-- Start Selected extract --
Last modified: Tue Nov 8 15:24:36 CST 2011
This page provides some miscellaneous tools based on LIBSVM.
Roughly they include
- Things not general enough to be included in LIBSVM
- Research codes used in some our past papers
- Some data sets in LIBSVM formats
They will be less maintained comparing to the main LIBSVM package. However,
comments
are still welcome. Please properly
cite our work if you find them
useful. This supports our future development. --
Chih-Jen Lin
Disclaimer: We do not take any responsibility on damage or other
problems caused by using these software and data sets.
Table of Contents
Large linear classification when data cannot fit in memory
Weights for data instances
Fast training/testing for degree-2 polynomial mappings of data
Cross Validation with Different Criteria (AUC, F-score, etc.)
LIBSVM for dense data
LIBSVM for string data
Multi-label classification
LIBSVM Extensions at Caltech
Feature selection tool
LIBSVM data sets
SVM-toy in 3D
Multi-class classification (and probability output) via error-correcting codes
SVM Multi-class Probability Outputs
An integrated development environment to libsvm
ROC Curve for Binary SVM
Grid Parameter Search for Regression
Radius Margin Bounds for SVM Model Selection
Primal variable w of linear SVM and feature selection
Reduced Support Vector Machines Implementation
LIBSVM for SVDD and finding the smallest sphere containing all data
DAG approach for multiclass classification
Large linear classification when data cannot fit in memory
This is an extension
of LIBLINEAR
for data which cannot fit in memory.
-- End Selected extract --
-- Start Record excerpts --
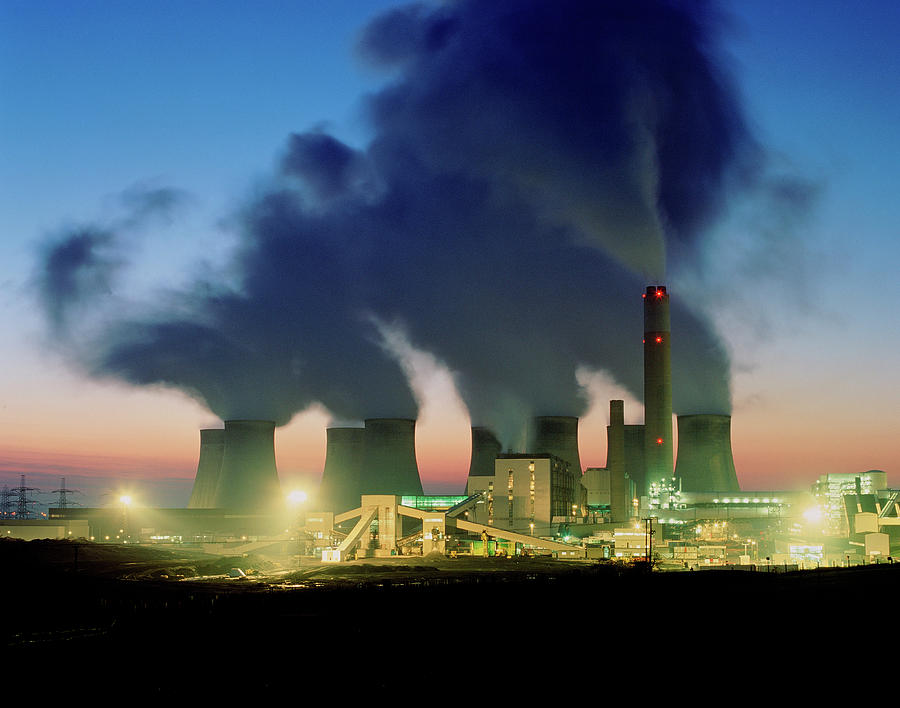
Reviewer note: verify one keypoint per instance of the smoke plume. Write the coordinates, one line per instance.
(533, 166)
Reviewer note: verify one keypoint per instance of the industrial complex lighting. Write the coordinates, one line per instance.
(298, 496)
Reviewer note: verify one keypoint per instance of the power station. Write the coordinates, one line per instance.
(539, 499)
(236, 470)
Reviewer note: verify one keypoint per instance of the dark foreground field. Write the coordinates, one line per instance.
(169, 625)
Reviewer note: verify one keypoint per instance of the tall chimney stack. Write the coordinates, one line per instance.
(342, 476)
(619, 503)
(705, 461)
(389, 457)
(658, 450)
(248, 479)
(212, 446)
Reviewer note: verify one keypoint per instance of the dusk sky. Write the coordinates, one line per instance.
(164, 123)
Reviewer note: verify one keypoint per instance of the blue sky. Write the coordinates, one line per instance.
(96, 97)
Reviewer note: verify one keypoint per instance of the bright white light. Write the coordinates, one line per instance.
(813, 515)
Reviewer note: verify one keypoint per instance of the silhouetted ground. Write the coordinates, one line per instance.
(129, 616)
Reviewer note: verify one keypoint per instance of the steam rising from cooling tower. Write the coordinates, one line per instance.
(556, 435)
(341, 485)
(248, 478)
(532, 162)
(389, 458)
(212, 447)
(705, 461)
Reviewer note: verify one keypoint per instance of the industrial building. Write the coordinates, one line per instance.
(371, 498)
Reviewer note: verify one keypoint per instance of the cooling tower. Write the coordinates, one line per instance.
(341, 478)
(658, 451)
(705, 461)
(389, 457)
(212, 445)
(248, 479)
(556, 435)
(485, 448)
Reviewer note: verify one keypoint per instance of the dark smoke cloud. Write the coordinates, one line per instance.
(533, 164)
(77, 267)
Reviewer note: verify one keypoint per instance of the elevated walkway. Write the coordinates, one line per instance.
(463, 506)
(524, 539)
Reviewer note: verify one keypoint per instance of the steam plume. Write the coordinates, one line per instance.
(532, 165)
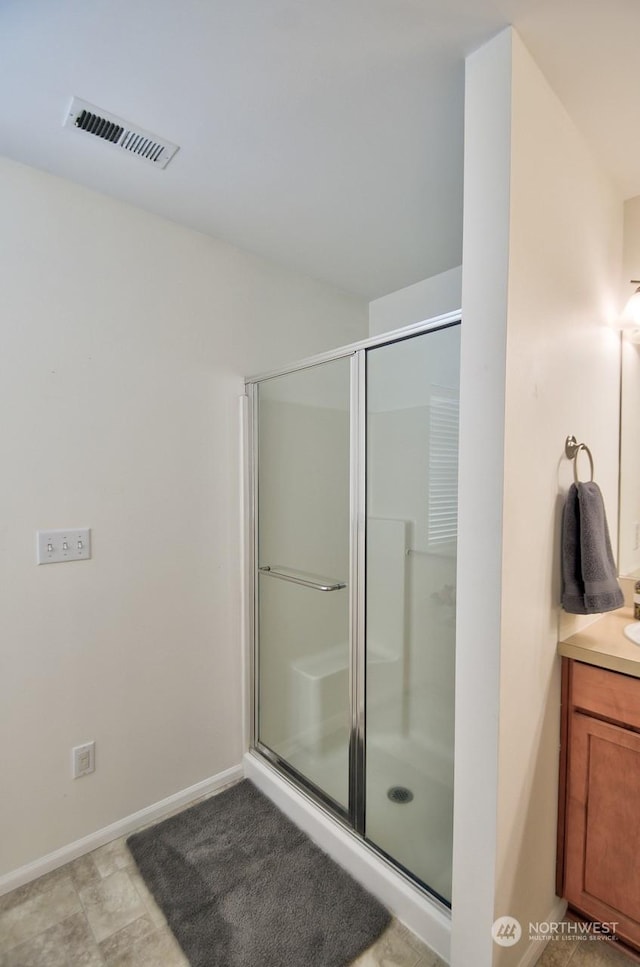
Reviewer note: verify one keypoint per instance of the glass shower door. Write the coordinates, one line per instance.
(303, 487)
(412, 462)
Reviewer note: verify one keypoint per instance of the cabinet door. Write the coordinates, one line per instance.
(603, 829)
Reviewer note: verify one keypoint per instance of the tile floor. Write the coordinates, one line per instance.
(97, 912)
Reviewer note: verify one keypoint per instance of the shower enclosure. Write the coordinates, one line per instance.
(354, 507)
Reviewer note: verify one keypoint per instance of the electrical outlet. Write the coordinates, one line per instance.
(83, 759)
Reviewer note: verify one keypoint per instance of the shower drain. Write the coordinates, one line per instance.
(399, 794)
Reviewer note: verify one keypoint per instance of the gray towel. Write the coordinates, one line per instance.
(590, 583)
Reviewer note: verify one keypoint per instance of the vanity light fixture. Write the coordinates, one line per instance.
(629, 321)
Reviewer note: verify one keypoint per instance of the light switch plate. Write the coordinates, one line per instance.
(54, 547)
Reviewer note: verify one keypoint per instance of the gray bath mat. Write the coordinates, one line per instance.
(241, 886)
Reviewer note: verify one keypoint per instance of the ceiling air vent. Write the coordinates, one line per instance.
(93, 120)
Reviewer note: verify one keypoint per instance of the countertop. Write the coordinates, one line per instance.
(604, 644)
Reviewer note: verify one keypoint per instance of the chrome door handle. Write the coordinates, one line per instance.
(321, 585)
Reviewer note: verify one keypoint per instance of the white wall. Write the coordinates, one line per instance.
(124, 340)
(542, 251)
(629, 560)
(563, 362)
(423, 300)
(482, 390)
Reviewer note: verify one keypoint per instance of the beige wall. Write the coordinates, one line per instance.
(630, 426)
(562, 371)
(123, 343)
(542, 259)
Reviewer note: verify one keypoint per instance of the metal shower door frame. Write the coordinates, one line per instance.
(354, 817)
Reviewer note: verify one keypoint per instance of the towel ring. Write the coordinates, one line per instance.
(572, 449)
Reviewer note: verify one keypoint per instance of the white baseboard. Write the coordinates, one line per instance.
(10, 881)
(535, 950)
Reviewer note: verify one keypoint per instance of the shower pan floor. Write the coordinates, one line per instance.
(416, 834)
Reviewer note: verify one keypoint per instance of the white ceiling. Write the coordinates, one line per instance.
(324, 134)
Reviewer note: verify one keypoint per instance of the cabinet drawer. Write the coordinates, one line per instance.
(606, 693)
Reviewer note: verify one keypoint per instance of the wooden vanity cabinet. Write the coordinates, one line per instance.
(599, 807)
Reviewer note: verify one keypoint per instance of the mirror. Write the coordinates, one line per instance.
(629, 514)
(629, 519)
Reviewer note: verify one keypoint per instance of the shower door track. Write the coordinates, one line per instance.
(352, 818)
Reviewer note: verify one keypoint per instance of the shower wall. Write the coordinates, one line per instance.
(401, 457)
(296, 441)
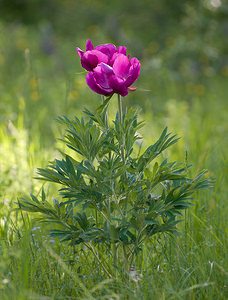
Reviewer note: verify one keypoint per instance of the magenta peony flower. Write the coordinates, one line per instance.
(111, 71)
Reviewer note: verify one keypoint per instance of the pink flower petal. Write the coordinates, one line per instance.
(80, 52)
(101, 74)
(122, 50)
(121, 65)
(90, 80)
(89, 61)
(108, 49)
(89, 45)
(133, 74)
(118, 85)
-- End Record excerpts --
→ Goal of the exercise
On the LIBSVM tools page, which package is extended by the tool for large linear classification when data cannot fit in memory? The records have no connection to the text.

→ Final result
LIBLINEAR